Records contained in a dataset
◇ ◇ ◇ ◇

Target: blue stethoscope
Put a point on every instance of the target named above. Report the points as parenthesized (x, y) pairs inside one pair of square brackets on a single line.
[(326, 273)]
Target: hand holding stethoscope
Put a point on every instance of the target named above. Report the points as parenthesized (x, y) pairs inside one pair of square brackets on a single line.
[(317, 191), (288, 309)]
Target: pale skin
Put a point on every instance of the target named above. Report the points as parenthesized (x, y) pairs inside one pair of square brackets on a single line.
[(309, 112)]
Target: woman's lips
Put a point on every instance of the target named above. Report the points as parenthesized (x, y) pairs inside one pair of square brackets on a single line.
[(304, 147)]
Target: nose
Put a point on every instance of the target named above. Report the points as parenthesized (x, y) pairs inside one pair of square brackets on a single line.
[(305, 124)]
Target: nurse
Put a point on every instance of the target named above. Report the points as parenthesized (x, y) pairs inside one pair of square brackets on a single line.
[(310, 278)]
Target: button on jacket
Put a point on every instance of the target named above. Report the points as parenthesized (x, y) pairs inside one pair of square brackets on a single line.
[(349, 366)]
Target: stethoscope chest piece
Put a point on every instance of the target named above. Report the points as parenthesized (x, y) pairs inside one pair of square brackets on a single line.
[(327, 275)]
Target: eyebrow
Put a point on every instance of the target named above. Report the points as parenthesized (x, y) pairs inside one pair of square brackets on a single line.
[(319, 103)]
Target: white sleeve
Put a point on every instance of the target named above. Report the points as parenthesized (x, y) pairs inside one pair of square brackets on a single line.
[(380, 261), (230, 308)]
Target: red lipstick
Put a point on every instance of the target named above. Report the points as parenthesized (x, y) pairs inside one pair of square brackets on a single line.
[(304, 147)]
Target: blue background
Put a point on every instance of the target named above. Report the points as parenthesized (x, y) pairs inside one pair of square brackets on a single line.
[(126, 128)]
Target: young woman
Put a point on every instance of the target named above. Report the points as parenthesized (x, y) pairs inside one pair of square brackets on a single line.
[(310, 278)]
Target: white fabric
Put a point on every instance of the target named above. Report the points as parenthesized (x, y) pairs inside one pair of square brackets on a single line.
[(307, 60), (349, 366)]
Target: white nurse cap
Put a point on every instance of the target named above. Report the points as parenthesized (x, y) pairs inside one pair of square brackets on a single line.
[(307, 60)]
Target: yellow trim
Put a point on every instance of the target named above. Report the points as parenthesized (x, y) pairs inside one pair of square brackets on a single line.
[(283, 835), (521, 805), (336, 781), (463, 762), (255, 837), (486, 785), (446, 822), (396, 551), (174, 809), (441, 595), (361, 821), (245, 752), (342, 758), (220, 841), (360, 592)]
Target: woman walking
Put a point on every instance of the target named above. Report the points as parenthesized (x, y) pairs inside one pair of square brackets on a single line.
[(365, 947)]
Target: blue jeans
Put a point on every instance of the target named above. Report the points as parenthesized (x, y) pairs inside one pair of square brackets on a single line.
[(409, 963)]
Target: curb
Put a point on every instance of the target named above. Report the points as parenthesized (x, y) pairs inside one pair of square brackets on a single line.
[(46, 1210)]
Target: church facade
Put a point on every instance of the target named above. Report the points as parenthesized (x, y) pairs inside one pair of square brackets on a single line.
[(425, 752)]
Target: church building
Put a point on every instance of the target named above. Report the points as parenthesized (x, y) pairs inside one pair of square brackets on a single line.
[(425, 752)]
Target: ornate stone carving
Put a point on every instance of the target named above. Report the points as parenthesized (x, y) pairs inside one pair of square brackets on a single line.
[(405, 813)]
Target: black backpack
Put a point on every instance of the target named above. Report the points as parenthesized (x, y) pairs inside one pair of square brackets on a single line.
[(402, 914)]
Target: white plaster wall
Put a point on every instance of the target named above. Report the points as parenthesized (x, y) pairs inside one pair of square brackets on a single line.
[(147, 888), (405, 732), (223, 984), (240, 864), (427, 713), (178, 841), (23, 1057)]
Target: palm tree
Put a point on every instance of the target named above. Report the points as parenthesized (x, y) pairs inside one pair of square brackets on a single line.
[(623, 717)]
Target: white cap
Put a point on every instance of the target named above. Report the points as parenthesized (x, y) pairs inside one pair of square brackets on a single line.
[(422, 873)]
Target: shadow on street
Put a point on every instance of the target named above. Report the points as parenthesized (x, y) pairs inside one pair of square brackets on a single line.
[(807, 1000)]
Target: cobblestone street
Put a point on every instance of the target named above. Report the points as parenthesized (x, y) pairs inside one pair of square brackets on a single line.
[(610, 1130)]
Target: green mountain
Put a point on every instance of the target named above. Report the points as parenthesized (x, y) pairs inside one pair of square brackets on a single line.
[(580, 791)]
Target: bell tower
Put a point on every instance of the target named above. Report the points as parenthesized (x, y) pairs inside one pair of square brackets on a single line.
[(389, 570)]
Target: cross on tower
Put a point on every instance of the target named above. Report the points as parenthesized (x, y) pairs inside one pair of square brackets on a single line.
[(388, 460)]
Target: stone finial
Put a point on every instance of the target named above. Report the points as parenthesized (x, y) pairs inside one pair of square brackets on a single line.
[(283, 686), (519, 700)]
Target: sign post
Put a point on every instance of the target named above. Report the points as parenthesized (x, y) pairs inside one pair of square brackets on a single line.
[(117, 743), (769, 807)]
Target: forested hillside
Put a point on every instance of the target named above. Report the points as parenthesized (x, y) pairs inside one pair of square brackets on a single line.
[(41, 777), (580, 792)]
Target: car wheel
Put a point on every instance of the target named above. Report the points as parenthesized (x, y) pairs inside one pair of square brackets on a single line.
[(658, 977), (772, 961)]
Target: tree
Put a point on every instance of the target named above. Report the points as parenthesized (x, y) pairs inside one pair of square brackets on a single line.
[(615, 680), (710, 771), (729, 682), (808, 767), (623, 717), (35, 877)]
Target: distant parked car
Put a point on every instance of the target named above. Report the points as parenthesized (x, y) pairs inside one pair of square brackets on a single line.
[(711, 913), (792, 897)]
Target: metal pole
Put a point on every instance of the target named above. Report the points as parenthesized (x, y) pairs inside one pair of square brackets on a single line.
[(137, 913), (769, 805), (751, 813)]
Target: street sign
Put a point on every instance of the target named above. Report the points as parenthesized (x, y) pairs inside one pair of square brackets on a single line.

◇ ◇ ◇ ◇

• [What you are asked to do] Output an exact copy of each record.

• [Output below]
Target: blue stethoscope
Put a point on every instance of the target named above. Report the points as parenthesized (x, y) pairs inside one pair of square brackets on a single line.
[(326, 273)]
Target: hand holding stethoscope
Put a point on every instance of the target named above. Report the points as parenthesized (x, y) pairs inside one pair of square brackets on a single line.
[(317, 191), (288, 309)]
Target: pale skin
Put a point on every instance of the target named above. Report the points as parenthesized (x, y) pairs inside one pair of square brackets on a single line.
[(309, 112)]
Target: woman's lips
Put a point on every instance of the target named above. Report the points as parenthesized (x, y) pairs inside one pair of square brackets on a single line.
[(304, 147)]
Target: nose
Put a point on every instance of the target named above. Report the points as parenthesized (x, y) pairs inside one pair of square brackets on a single line.
[(305, 124)]
Target: nurse
Put a point on every instance of the target named above. Report the points as parenthesized (x, y) pairs inside one pair of square brackets on a single line.
[(310, 278)]
Target: button on jacket
Put a point on every instance of the target named above. Report the points as parenthesized (x, y) pairs inside one pair of square brackets on a single line.
[(349, 366)]
Target: stethoscope chest piece
Put a point on every instance of the target named above. Report the points as parenthesized (x, y) pairs inside one pair of square brackets on a single line.
[(327, 275)]
Target: eyebrow
Put a point on every instance of the target named above. Report the points as parenthesized (x, y) pairs inside one pair of square brackets on a single line.
[(319, 103)]
Target: white sleeve
Put a point on every instance of the target named above. Report the points as parenthesized (x, y) pairs inside one pair of square brackets on a single line.
[(380, 261), (230, 308)]
Target: red lipstick
Put a point on every instance of the target named above. Report the points as parenthesized (x, y) pairs inside one pair of square brackets on a single line.
[(304, 147)]
Target: blue background
Put a point on every instance of the target named above. Report the points as parenthesized (x, y) pairs inside one pair of square brackets on a single line.
[(126, 128)]
Target: young woman
Put a point on every instance of the target named above. Report the points as parenthesized (x, y) pairs inside one pair of square brackets on a single line.
[(310, 278)]
Target: white fabric
Put a point on every instance of the target named above. Report the points as parenthesized (x, y) pairs inside one pair of square brackets on a single line.
[(307, 60), (349, 366)]
Target: white nurse cap
Put a point on every instance of the target named above. Report the points as parenthesized (x, y) pairs inside one pair of square brackets on a single line.
[(307, 60)]
Target: yellow trim
Put a point on every instance of the target named above. Report the points as parenthesized (x, y) pairs inside one pair of square brackets on a single line.
[(283, 835), (521, 805), (336, 781), (463, 762), (255, 837), (486, 785), (446, 822), (396, 551), (174, 809), (441, 595), (361, 821), (245, 752), (342, 758), (220, 841), (360, 592)]
Target: woman walking
Put a point on every instance of the target named above. Report the points as parenthesized (x, y) pairs inside one pair of square brackets on a single line.
[(365, 947)]
Target: blue jeans
Put a point on every instance of the target named above. Report the points as parenthesized (x, y) pairs inside one pair of square brackets on a single line.
[(409, 963)]
Target: curb
Put a point on every instance of the target named above. Report the points as parenthesized (x, y) pairs inside one pair of square brackets on a single line.
[(46, 1210)]
Target: church facade
Put a point on every instance of the target named above. Report the points as parenthesized (x, y) pairs inside one pair of square brackets on a single line.
[(425, 752)]
Target: church building
Put a point on every instance of the target named above. Report the points as parenthesized (x, y) pairs inside one pair of square brackets on a single line.
[(425, 752)]
Target: ornate stone carving
Put a point on every instance of the target named above. Report the points as parenthesized (x, y) pairs inside one pair of square brackets on a single line.
[(405, 813)]
Target: black backpack
Put a point on every instance of the target named above. Report the points as parenthesized (x, y) pairs inside one pair of square brackets on a single line.
[(402, 914)]
Target: white plaster wall
Put a point on every instance of the target named above. Report the points as parenthesized (x, y) pairs inside one pair of square brackets on a single line.
[(147, 888), (405, 732), (223, 984), (240, 864), (427, 713), (178, 841), (23, 1057)]
Target: palm tree
Put a point on every instance of the target named above. Report the points as parenthesized (x, y) pairs inside one pair of square brackets on a single line.
[(623, 717)]
Target: white cap
Put a point on every instance of the target named above. Report the points as parenthesized (x, y) pairs inside one pair of square brackets on a single line.
[(422, 873)]
Target: shadow on street
Put a point on every instance of the target named above. Report the points as parenthesized (x, y) pairs inside one pair of square brackets on a single line.
[(807, 1000)]
Target: cobblestone street
Put a point on every instance of the target named above. Report the points as parenthesized (x, y) pairs inside one pair of square brackets on a single line.
[(610, 1130)]
Target: green mountain
Put a point on every instance of the target named above. Report the points as parenthesized (x, y) pairs inside one pair of square brackets on a single line.
[(580, 791)]
Target: bell tower
Put a point on every instance of the target named above. Report the points as parenthesized (x, y) pairs inside one pair of square brackets on a single line.
[(389, 570)]
Target: cross on tower
Put a point on every instance of the target named above. Report the points as parenthesized (x, y) pairs inside one pair of square brackets on a single line.
[(388, 460)]
Target: stone finial
Put a point on every instance of the target named above. Report the points as parenthesized (x, y) pairs inside one pair of square brackets on a single line.
[(283, 686), (519, 700)]
Target: sign post
Put a point on every instance of the target named above. Report the points as parenthesized (x, y) pairs inside one pair of square brackets on a single line.
[(117, 743), (769, 807)]
Target: forested hillside
Put a point on every instance of the target named above. Report the points as parenthesized (x, y) pairs inside one pair of square brackets on a single line.
[(41, 777), (580, 792)]
Target: car wheel
Put a point on every instance of the target named above. Report the points as parenthesized (x, y) pairs inside one pair of square brackets on a single line.
[(658, 977), (772, 961)]
Target: tree
Put a point on every instance of the target named above. Report the points as parenthesized (x, y) pairs inside one pair of square brackets on a single line.
[(615, 680), (710, 771), (729, 682), (808, 767), (623, 717), (35, 877)]
Target: distant parked car
Put a point on every instance of the target named above. Report the points as parenthesized (x, y) pairs inside one pair of square brackets on a single line.
[(711, 913), (792, 897)]
Target: metal pole
Put a point on every instance of the target named above. Report the points as parenthesized (x, y) pairs inside one pair of square brackets on a single line.
[(137, 913), (769, 805), (751, 813)]
Target: street sign
Put a point on every instance of the target named above. Report the points as parenthesized (x, y) pairs inside one pair of square brackets on a single line.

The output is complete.